TASK STATEMENT -
Once the pictures have been excluded, set down each remaining entry word for word.
Segment Start: DATA SECTION
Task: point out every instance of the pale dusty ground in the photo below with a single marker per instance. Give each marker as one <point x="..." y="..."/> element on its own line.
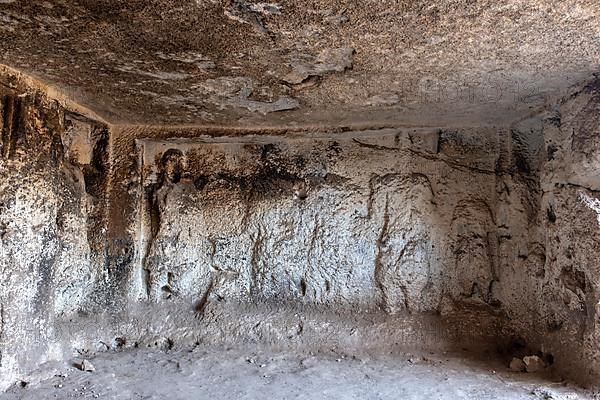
<point x="254" y="374"/>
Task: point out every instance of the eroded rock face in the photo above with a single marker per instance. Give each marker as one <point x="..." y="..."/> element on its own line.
<point x="142" y="236"/>
<point x="321" y="221"/>
<point x="45" y="213"/>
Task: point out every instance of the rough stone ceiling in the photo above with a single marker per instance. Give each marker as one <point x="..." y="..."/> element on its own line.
<point x="250" y="63"/>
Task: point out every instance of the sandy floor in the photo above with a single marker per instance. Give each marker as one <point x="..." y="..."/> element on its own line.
<point x="204" y="373"/>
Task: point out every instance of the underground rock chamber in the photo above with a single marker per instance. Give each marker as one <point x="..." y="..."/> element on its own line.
<point x="328" y="199"/>
<point x="410" y="248"/>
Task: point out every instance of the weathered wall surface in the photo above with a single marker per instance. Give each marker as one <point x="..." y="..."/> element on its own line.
<point x="564" y="312"/>
<point x="47" y="205"/>
<point x="351" y="222"/>
<point x="356" y="238"/>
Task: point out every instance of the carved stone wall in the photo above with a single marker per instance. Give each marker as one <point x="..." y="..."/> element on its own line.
Segment End: DATA SECTION
ANSWER BOX -
Task: point out every instance of the pale dusty ground in the photo below with a single marker per instance. Give each marker as one <point x="..." y="..."/> element on its own line.
<point x="254" y="374"/>
Task: point out every instance of the eroded rock face in the photo above with a single marker per instance. Give each marker as one <point x="..." y="..."/> element on its own line.
<point x="142" y="236"/>
<point x="321" y="221"/>
<point x="45" y="213"/>
Task: point out every instance of the rough stone ceiling in the photo above with a single marker per instance. Give each marker as one <point x="..." y="..."/> element on its own line.
<point x="250" y="63"/>
Task: point out every instance of the sandy floor in the photo above with a single marker per instance. Give each marker as one <point x="..." y="..."/> element on its own line.
<point x="204" y="373"/>
Task: point out every instance of the underground rock chamber in the photo above with a single marker per instance. Give each marker as one <point x="..." y="..."/> element on its own line.
<point x="328" y="199"/>
<point x="410" y="248"/>
Task: point out every instance of the weathered wall surface in the photo above with a single marker per instance. Give each marker as one <point x="..." y="..."/> element on its own line.
<point x="564" y="312"/>
<point x="47" y="205"/>
<point x="351" y="222"/>
<point x="356" y="238"/>
Task: point out every instance of the carved stone wall in the photo above with a single marker per instance. Give each marker as one <point x="..." y="..."/> element on its own line.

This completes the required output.